┌─ SUPPLIED RECORDS

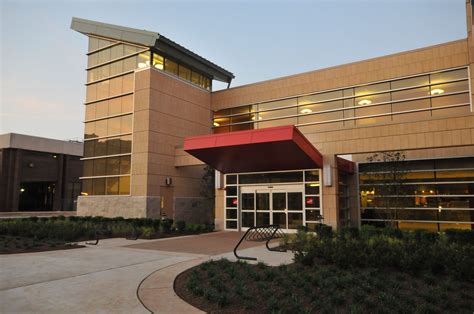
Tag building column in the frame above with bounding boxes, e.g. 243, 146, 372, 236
53, 154, 64, 211
321, 155, 339, 229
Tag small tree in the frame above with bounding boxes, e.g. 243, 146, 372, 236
366, 151, 408, 227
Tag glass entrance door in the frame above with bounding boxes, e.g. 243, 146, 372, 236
240, 185, 304, 230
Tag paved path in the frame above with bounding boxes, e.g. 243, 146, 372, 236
0, 232, 291, 313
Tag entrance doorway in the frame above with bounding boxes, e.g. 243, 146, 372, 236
240, 184, 304, 230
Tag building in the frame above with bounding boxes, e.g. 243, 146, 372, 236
0, 133, 83, 212
71, 1, 474, 230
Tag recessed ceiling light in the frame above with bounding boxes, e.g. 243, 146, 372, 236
431, 88, 444, 96
357, 99, 372, 106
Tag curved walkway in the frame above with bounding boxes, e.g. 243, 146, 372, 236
0, 232, 291, 313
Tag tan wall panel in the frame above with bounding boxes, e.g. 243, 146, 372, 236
212, 39, 469, 110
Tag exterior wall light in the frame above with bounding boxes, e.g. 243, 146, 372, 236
431, 88, 444, 96
357, 99, 372, 106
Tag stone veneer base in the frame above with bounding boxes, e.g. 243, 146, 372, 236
77, 195, 160, 218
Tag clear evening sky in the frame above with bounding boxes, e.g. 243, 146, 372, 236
0, 0, 467, 139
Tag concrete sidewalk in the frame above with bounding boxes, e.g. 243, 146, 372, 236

└─

**WHAT TO DO:**
Could you write out the listing above again, starting at its beginning and going through the line that contains "366, 151, 408, 227", with 96 added to every bounding box coordinate in the answers? Leave the pictures out.

**EXERCISE RESULT:**
Tag building column in the frame above with bounding boxes, e.g. 243, 146, 372, 236
149, 250, 160, 307
417, 251, 435, 325
Tag small tree in the frame above with bounding boxes, e.g. 243, 146, 372, 236
462, 247, 504, 323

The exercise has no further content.